◆ **Aangeleverd fragment**:
◇ ◇ ◇ ◇ ◇
Iedere dag keken we gebiologeerd naar de gribfiles en weersverwachtingen. Maar hoe we ook keken, de verwachte passaatwinden bleven uit. In plaats van een hoge druk gebied bij de Azoren zit er een hardnekkig laag. De ARC-boten vanaf de Canarische eilanden drijven op de oceaan en op de Canarisch eilnden valt sneeuw op de bergen. Het weer is helemaal van slag. We zien desondanks steeds boten vertrekken richting Carieb, niet omdat zij het wel zien zitten, maar omdat de schipper of zijn tijdelijke oversteekbemanning een afspraak aan gene zijde heeft of een vlucht moet halen. Dat soort druk wil je tijdens de oversteek natuurlijk helemaal niet hebben, maar voor een aantal schepen is de grote marge die ze dachten te hebben op. Ze slaan daarom maar extra diesel in en rekenen op 7 dagen motoren. Gelukkig hebben wij onze handen vrij, we kunnen er zo lang over doen als we willen. Aan de andere kant zouden we er met Kerst toch graag zijn, we hebben toch al niet zo heel veel tijd in de Carieb beschikbaar (we moeten in maart door het Panamakanaal) en Mindelo hebben we na een week wel zo’n beetje gezien.
◇ ◇ ◇ ◇ ◇
◆ **Ruwe data**:

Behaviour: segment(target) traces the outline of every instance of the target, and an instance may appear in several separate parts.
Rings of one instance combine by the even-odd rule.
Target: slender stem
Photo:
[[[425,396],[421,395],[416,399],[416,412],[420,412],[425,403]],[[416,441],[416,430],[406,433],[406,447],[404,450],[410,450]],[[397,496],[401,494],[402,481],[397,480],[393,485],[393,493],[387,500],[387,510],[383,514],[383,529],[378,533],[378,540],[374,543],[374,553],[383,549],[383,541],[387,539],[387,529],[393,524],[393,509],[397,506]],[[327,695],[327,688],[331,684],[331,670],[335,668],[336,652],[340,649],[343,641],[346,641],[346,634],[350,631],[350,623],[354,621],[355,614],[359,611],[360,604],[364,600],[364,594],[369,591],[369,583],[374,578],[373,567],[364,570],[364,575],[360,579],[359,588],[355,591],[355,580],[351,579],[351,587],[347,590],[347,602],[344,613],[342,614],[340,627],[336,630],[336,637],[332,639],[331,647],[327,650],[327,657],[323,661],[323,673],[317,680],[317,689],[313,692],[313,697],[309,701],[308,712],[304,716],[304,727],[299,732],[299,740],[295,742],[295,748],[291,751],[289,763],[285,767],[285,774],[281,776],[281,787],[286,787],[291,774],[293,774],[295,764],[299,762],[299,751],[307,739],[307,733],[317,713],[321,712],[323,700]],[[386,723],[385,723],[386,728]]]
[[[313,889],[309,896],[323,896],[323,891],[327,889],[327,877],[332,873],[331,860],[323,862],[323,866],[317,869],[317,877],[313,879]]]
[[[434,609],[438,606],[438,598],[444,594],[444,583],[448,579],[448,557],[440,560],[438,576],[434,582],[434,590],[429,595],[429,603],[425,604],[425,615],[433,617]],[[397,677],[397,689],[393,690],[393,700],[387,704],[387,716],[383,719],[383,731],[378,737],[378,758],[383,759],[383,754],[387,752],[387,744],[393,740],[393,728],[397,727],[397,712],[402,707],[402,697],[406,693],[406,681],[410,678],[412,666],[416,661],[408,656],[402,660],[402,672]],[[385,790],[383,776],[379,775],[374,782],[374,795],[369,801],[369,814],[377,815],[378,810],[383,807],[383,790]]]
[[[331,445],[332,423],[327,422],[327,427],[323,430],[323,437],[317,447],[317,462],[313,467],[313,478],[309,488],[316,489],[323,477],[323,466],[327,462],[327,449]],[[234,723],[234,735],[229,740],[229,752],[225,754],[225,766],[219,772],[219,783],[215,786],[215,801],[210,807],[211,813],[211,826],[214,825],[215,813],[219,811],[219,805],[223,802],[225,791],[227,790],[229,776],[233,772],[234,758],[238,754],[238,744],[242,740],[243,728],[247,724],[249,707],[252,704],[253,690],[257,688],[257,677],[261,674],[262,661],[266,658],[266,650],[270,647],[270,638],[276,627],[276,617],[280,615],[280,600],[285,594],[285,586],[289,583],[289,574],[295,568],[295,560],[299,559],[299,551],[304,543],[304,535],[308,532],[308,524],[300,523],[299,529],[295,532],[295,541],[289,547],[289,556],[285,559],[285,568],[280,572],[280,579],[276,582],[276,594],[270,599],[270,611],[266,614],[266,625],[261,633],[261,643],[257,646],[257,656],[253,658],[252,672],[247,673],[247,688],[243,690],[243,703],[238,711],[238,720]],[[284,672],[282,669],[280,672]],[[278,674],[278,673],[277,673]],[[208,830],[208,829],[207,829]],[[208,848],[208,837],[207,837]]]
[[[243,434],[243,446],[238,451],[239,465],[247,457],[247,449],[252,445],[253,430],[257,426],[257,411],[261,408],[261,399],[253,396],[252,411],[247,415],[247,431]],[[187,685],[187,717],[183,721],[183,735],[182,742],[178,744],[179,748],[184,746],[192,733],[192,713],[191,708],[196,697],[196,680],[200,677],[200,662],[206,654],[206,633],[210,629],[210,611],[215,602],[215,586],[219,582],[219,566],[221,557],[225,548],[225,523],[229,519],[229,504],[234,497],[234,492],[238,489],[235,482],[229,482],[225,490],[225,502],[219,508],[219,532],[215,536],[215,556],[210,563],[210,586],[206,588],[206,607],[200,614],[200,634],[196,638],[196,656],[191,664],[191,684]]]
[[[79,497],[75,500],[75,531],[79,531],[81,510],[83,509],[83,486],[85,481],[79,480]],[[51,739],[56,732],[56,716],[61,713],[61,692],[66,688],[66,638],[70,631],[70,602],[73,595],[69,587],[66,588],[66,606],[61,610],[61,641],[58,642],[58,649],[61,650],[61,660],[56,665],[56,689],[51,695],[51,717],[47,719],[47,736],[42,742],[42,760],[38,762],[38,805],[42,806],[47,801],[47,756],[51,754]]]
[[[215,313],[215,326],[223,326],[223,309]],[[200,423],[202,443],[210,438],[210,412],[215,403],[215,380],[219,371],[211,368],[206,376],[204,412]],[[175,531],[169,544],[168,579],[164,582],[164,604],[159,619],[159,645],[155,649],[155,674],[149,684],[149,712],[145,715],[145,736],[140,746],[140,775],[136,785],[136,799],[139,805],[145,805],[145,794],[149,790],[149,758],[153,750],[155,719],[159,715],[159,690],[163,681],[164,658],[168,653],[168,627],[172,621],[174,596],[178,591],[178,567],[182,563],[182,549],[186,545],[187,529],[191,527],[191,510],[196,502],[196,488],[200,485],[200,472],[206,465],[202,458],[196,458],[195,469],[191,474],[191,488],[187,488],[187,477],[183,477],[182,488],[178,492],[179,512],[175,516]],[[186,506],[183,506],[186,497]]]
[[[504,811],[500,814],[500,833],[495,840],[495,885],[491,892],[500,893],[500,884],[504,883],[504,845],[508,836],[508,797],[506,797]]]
◇ ◇ ◇ ◇ ◇
◆ **Opdracht**: Zet de alinea die begint met „Iedere dag keken we” uit het aangeleverde fragment om in een beknopte opsomming met de belangrijkste feiten. De data zijn afkomstig uit een andere bron.

◆ **Verwachte uitvoer**:
- De verwachte passaatwinden blijven uit: bij de Azoren zit een hardnekkig lagedrukgebied in plaats van een hogedrukgebied.
- De ARC-boten vanaf de Canarische eilanden drijven op de oceaan en op de bergen van de Canarische eilanden valt sneeuw.
- Toch vertrekken er steeds boten richting Carieb, omdat de schipper of de tijdelijke oversteekbemanning een afspraak aan de overkant heeft of een vlucht moet halen.
- Een aantal van die schepen slaat extra diesel in en rekent op 7 dagen motoren.
- Wij hebben geen tijdsdruk, maar willen met Kerst wel in de Carieb zijn. De tijd daar is beperkt, want in maart moeten we door het Panamakanaal, en Mindelo hebben we na een week wel gezien.